Exercise directions: How many of the lines below contain the string "after"? Case matters; reply with the number only.

Source data:

* * *

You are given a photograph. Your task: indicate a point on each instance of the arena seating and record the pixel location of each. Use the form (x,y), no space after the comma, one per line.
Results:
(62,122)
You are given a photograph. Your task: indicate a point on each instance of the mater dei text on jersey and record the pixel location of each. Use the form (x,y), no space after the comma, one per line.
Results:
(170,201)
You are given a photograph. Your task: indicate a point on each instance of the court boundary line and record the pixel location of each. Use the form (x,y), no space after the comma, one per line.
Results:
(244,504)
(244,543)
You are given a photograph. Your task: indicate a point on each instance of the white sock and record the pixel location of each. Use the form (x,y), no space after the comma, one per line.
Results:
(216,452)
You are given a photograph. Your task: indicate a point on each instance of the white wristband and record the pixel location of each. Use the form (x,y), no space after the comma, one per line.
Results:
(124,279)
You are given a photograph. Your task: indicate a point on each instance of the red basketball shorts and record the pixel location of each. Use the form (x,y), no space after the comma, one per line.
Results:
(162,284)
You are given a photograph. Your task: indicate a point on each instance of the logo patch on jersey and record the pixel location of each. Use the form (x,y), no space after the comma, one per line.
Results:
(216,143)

* * *

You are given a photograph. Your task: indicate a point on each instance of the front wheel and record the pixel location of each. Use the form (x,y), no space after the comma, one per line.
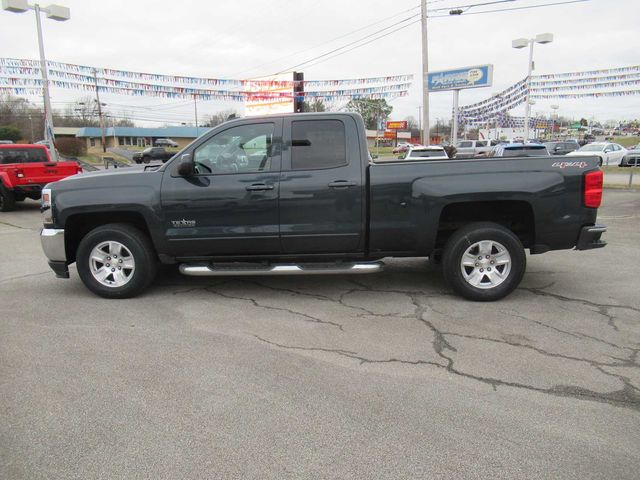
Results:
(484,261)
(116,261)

* * *

Response to the exercise: 8